◆ Written exercise A
Report every line of the rows below that contains the string "instance".
◆ Written exercise B
Extend the comment below on devalued labor and the cost of higher education, picking up after its final sentence.

◆ Passage given
It's almost horrifying to see how each action they've taken helps to reinforce the others.
What happens after you've devalued unskilled/low-skill labor to the point of worthlessness? Then all those people who could have been perfectly content in menial labor jobs are pressured to go to college since they "need that degree" to survive, and many end up in liberal arts programs for indoctrination.
Then we get to the third "level" of all this, as it were: this huge increase in demand for higher education leads to a huge inflation in the price of higher education. Now they "need" taxpayer-backed student loans to afford this "education" that they only needed because globalism tanked the value of labor in the first place, which results in a flood of "free" government money funding all the Leftish educators in their indoctrination programs.

[Rows from a pointing dataset]
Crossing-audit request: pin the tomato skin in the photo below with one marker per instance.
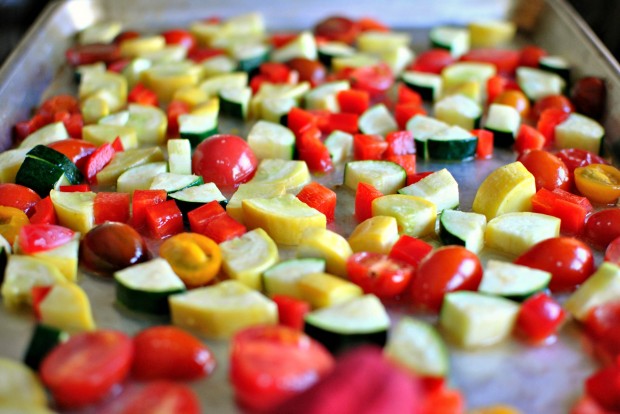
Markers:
(539, 319)
(549, 171)
(84, 369)
(447, 269)
(602, 227)
(167, 352)
(570, 261)
(270, 364)
(225, 160)
(379, 274)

◆ Task result A
Crossing-audit request: pin the tomato skin in the photo below with one marker per instance.

◆ Task result B
Now that you've pushed all these people, who could have been perfectly happy to have a high school diploma and work a dead-end manual labor job if it paid well enough to raise a family on, to instead sink several years of their youngest and strongest years sitting in a classroom not starting a family, two things happen: reduced birthrates (because people aren't settling down and starting families at 18-20 now) help fuel calls for even more third-world immigration; and you've begun to inflate the number of workers with college degrees, along with bringing in "skilled" migrant labor (H1Bs, etc), and so now the whole process starts all over again with entry-level tech positions becoming oversupplied with labor and essentially worthless.
Returning to a system of privately funded student loans with risk on the lender would certainly be helpful in reducing the inflated cost of education and increasing the value of having a degree in the short-term. No for-profit lending should ever be risk-free for the lender as it encourages predatory lending practices.
You're also correct that our bought-and-paid-for government officials would never willingly implement such policy. There's a reason that global capital so willingly got into bed with the Left, and it has to do with the underlying structural flaws in modern civilization.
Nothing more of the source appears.